- **Selected extract**
++++++

District geothermal loops allow property owners to install geothermal heat pumps when they cannot create geothermal loops on their property.
Air conditioning during hot spells can add as much as 1 degree Celsius to the air temperatures at night in urban environments (the effect is less pronounced during the day because the solar input dominates the temperature increase). This creates a feedback loop requiring more air conditioning which further raises the temperature, and so on. Using geothermal systems for cooling (and heating during winter) would reduce this waste heat input by putting the heat underground where it dissipates much more slowly into the air (another potential use for the waste heat in summer is to concentrate it for heating water for commercial or municipal use).
However, many property owners in Cambridge cannot create geothermal loops on their own property due to space constraints, prohibitive costs and other issues. One potential solution is for the city to create district geothermal loops under the roadways and other public right of ways, allowing property owners to connect heat pumps to these loops for a monthly fee.
Successful projects like this have been completed in other cities and towns in the US and the world. For example, this article describes a project in Iowa.
Specific hurdles in Cambridge would include the ability to add geothermal loops to the already crowded infrastructure below the streets, and doing the education and marketing to the populace to attract enough customers to make it worthwhile. These questions can easily be explored and settled up front through a feasibility study by a qualified engineering firm regarding the infrastructure question and by polling residents and businesses regarding the market interest question.
Category of the action
Who will take these actions?
The city would authorize the construction of geothermal loops in areas undergoing major road repair and replacement or other construction activities. Operation and maintenance of the loops could be outsourced to a management company or done by the city itself, similar to the water treatment facility being owned and operated by the city.

++++++

- **Data provided**
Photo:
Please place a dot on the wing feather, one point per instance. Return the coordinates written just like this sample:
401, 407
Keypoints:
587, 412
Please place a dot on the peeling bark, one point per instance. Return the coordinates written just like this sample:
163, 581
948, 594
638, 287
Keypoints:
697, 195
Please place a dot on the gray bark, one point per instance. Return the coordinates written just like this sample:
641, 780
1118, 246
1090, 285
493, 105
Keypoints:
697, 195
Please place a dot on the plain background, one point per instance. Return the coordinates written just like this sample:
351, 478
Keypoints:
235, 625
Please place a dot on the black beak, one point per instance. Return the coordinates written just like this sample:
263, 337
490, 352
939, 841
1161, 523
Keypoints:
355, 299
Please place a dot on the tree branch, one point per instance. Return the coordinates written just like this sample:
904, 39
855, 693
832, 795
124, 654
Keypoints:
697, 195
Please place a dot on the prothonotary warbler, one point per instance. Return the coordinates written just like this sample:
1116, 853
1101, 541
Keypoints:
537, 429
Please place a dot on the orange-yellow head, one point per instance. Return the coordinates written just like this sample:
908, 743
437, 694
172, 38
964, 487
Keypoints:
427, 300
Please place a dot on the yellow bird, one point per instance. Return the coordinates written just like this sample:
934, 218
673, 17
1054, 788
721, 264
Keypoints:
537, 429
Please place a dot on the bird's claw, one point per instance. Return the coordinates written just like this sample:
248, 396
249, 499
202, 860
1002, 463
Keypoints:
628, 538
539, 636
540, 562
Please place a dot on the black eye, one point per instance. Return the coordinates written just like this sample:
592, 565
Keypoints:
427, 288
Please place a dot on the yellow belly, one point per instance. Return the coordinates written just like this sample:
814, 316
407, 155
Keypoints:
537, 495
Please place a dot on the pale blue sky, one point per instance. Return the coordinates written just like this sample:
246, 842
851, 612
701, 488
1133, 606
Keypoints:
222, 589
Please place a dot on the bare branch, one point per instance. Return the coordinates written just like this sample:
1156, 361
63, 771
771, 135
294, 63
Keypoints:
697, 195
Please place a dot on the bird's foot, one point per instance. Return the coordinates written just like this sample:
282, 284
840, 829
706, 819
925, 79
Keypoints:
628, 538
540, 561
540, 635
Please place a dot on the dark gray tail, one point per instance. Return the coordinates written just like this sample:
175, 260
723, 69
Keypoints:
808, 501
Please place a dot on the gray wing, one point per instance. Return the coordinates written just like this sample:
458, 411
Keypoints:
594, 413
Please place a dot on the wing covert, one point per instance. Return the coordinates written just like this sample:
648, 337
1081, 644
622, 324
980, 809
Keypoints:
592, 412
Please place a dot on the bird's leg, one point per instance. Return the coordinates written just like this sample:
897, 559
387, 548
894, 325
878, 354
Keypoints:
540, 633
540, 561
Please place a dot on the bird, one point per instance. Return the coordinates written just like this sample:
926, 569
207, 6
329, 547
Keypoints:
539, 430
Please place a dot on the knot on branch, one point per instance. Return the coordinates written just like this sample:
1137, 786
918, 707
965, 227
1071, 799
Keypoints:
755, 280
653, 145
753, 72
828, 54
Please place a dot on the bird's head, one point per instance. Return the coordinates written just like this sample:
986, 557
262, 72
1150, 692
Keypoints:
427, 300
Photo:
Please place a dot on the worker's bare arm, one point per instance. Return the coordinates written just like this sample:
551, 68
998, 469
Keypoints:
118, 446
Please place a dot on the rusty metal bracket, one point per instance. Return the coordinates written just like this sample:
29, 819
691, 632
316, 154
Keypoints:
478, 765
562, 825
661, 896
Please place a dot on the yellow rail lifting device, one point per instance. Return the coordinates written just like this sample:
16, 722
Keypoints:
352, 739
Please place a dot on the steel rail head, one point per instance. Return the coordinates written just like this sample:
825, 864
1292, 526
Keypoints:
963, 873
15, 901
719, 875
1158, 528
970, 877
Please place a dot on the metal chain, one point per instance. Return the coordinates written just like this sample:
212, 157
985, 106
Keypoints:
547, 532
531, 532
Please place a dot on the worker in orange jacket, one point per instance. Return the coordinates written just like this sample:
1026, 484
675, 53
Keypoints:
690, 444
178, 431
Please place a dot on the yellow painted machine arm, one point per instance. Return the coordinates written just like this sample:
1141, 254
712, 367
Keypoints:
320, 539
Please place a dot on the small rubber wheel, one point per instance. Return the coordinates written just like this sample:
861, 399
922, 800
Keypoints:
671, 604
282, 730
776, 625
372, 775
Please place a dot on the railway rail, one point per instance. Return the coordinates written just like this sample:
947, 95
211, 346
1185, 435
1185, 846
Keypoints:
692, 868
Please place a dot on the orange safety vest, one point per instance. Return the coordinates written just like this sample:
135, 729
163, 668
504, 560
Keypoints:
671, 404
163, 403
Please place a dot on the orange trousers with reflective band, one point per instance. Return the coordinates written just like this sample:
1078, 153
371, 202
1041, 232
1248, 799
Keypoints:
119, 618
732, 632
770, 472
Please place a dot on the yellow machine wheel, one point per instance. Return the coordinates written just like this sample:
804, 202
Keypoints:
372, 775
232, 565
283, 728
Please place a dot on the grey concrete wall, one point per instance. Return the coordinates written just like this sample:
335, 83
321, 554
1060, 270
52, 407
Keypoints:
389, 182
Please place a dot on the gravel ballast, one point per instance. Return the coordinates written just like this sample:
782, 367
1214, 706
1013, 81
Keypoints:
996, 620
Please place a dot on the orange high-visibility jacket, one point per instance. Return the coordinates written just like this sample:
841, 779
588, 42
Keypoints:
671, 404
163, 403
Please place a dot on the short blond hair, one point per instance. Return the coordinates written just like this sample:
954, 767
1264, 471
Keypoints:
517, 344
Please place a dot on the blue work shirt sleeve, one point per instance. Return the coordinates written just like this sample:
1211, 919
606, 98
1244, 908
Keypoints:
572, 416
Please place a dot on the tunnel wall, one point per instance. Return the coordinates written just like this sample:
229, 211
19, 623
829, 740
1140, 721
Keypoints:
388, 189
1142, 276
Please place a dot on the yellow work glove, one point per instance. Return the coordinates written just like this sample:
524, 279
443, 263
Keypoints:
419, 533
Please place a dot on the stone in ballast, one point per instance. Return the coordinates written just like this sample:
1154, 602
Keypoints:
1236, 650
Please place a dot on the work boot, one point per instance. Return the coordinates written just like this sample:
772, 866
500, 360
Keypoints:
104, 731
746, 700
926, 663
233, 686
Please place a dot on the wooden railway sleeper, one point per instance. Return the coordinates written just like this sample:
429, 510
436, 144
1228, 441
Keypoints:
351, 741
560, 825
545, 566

++++++

- **Work instructions**
a. Set down the rows from the line containing "Please place a dot on the work boot, one" through the end of the rows, unchanged and with both ends included.
b. How would the piece on district geothermal loops go on after its final sentence? Write that continuation.
The piece on district geothermal loops and the rows have nothing to do with each other.

- **Results by task**
a.
Please place a dot on the work boot, one point per instance. Return the coordinates written just like this sample:
772, 866
500, 360
Keypoints:
104, 731
746, 700
926, 663
233, 686
Please place a dot on the wooden railway sleeper, one point per instance. Return the coordinates written just like this sample:
429, 510
436, 144
1228, 441
Keypoints:
351, 741
560, 825
545, 566

b.
The city could issue bonds to finance these projects, and collect revenue from property owners who connect to the system through payment of a monthly fee. This fee could be set lower than the expected equivalent monthly cost of conventional heating and cooling via natural gas/electricity of a building/home, yet high enough to offset the costs of construction, maintenance and operation.
To reduce the risk of underutilization, the city would survey property owners in the area prior to construction, and would solicit customers to sign up prior to financing the project so that a sufficiently large customer base would be established prior to undertaking the project.
District geothermal would reduce the UHI effect by reducing the amount of waste heat that is dumped into the air from central or window mounted air conditioning units. With a geothermal heat pump, the waste heat is instead dumped deep into the ground, where it should not have a major impact on the ambient temperature in the city at all.
What are other key benefits?
In addition to immediately reducing the UHI effect, district geothermal heating and cooling would provide the following additional benefits:
1. Reduced fossil fuel consumption by displacing natural gas and oil heating during the winter with geothermal heating instead.
2. Reduced dependence on natural gas for heating and grid electricity for cooling would improve price stability of heating and cooling for property owners.
3. Air conditioning can be provided without increasing future climate change by relying on the underground heat sink in summer and re-using it for heating in winter.
4. The city's GHG emissions profile can be lowered without reducing economic activity and while increasing comfort for occupants and workers.
What are the proposal’s costs?
Geothermal systems cost about $5,000 per ton of heating/cooling. The exact price will depend on the size of the loops, because economy of scale reduces the per ton costs of large systems. The costs of the HVAC unit and pumps inside the building would be born by the property owner, further reducing the cost of construction of the loops itself. Suppose therefore that we estimate the cost of installing district geothermal loops at $2,000 per ton, by subtracting estimated costs of the HVAC system and pumps. Suppose that we estimate the required tonnage at 1 ton per housing unit, or commercial office space equivalent. In fact any tonnage is helpful in reducing dependence on conventional fuels, and as long as there are fewer connection points than potential customers the system cannot easily be over-built. If we pick a street in Cambridge with 100 housing units (or commercial equivalent) abutting it, and the city built enough geothermal capacity for 100 tons, that would be a cost of $200,000. If each housing unit pays $100/month in connection fees, that means $10,000/month in revenues, paying back the construction costs in less than 2 years. If cost of capital is taken into account it would take slightly more than 2 years to pay back the construction costs. This means monthly fees could be lower, though one also has to take into account operating and maintenance costs of the system. Even so, the system could be revenue neutral, or even revenue generating for the city, while providing additional benefits.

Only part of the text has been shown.